# CONSIGNE
Modifiez le passage de l’article sur le vote par Internet qui commence par « Pourtant, le vote » et se termine par « phénomène de l’abstention. » : recopiez-le en remplaçant « piratage » par « cyberattaque ».

# EXTRAIT
★ ★ ★

Peut-on régler le problème de l’abstention grâce au vote par Internet ? Le sujet agite la classe politique depuis le premier tour des élections départementales et régionales le 20 juin dernier. Pour Véronique Cortier, Directrice de recherche au CNRS et spécialiste de la sécurité des protocoles de communication, c’est un peu plus compliqué que ça.

Les élections régionales et départementales de 2021 ont mis la classe politique dans une position délicate. Avec presque 70 % de la population qui ne s’est pas déplacée dans les bureaux de vote, ce scrutin a atteint le record absolu d’abstention de la Ve République. Pour certains, c’est l’occasion de remettre le sujet du vote en ligne sur la table. Ce dernier serait plus pratique et plus rapide que le bon vieux bulletin papier.

Pourtant, le vote par Internet n’est pas dénué de problèmes. Difficile d’assurer la fiabilité et le secret du vote, potentiellement excluant pour une partie de la population qui maitrise moins bien les outils informatiques, risques de piratage… Bref, cette méthode a aussi des défauts et rencontre en plus une certaine défiance de la part du public.

Faut-il pour autant condamner l’idée même du vote en ligne ? Pas nécessairement selon Véronique Cortier, directrice de recherche au CNRS et spécialiste de la sécurité des protocoles de communication. Le vote en ligne, s’il est bien implémenté, peut-être utile dans certains cas de figure. La lauréate du Prix INRIA du jeune chercheur nous explique les enjeux et les défis que présente un tel outil. Tout en revenant aussi sur l’idée que le vote en ligne est une solution viable face au phénomène de l’abstention.

Est-il possible de créer un système véritablement sécurisé pour le vote en ligne ?

★ ★ ★

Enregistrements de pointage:
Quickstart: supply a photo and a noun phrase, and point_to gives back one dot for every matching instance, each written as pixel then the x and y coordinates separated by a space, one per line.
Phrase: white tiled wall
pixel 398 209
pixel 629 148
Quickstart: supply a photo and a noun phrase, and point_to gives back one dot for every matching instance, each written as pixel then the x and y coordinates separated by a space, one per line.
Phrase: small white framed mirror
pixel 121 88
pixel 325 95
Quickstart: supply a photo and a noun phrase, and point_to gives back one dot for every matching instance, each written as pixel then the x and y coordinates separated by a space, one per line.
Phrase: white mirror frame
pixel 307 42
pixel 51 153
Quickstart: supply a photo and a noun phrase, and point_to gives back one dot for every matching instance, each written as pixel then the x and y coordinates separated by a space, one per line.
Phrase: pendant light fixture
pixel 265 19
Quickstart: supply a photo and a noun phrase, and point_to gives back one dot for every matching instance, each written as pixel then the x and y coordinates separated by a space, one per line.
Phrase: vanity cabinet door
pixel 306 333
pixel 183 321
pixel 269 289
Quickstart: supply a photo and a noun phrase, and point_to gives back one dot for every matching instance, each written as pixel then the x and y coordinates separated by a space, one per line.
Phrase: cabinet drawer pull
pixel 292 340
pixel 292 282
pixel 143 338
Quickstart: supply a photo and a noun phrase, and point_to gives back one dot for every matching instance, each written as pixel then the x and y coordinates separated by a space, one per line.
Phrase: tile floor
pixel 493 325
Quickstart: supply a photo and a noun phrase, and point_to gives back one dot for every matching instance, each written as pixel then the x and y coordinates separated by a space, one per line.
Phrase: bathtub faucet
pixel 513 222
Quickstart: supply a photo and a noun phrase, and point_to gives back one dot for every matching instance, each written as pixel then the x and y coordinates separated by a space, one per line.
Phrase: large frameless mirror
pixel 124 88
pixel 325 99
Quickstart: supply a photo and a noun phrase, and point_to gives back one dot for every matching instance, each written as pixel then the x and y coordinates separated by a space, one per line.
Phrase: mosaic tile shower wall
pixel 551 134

★ ★ ★

# RÉPONSE
Pourtant, le vote par Internet n’est pas dénué de problèmes. Difficile d’assurer la fiabilité et le secret du vote, potentiellement excluant pour une partie de la population qui maitrise moins bien les outils informatiques, risques de cyberattaque… Bref, cette méthode a aussi des défauts et rencontre en plus une certaine défiance de la part du public.

Faut-il pour autant condamner l’idée même du vote en ligne ? Pas nécessairement selon Véronique Cortier, directrice de recherche au CNRS et spécialiste de la sécurité des protocoles de communication. Le vote en ligne, s’il est bien implémenté, peut-être utile dans certains cas de figure. La lauréate du Prix INRIA du jeune chercheur nous explique les enjeux et les défis que présente un tel outil. Tout en revenant aussi sur l’idée que le vote en ligne est une solution viable face au phénomène de l’abstention.